- **WHAT THE TASK REQUIRES**:
Format the lines below as a Markdown table with the columns "No." and "Line," numbering each line and leaving out blank lines. Include only the lines starting with the one that contains "Mark one point on each instance of the short" and going on through the last line of the rows.

--- start of SUPPLIED INFORMATION ---

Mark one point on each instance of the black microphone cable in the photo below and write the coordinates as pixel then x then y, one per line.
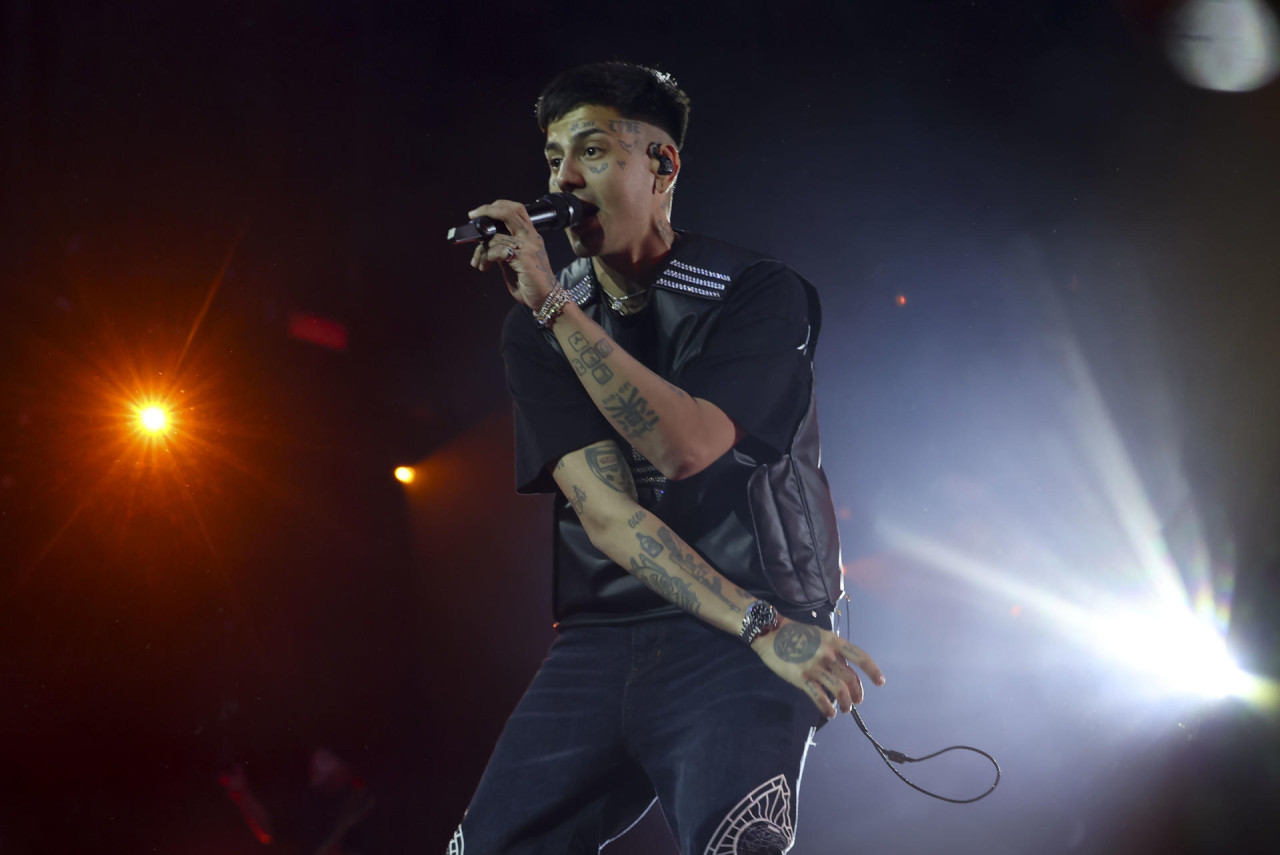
pixel 891 757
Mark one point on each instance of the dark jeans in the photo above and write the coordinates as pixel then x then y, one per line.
pixel 618 714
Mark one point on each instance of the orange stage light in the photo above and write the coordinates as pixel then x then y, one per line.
pixel 154 419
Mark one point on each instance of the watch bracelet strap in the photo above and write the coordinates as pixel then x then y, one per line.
pixel 552 306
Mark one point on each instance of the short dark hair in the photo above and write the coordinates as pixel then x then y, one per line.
pixel 635 91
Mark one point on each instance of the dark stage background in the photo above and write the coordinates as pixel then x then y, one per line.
pixel 1051 346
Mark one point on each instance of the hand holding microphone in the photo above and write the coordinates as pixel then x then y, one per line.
pixel 506 233
pixel 549 213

--- end of SUPPLIED INFORMATION ---

- **RESULT OF THE TASK**:
| No. | Line |
|---|---|
| 1 | Mark one point on each instance of the short dark hair in the photo above and write the coordinates as pixel then x then y, one per line. |
| 2 | pixel 635 91 |
| 3 | Mark one point on each instance of the dark stage background in the photo above and write the coordinates as pixel then x then y, one per line. |
| 4 | pixel 1051 346 |
| 5 | Mark one point on each instance of the hand holding microphone in the photo above and write the coordinates as pixel then x then y, one per line. |
| 6 | pixel 506 233 |
| 7 | pixel 549 213 |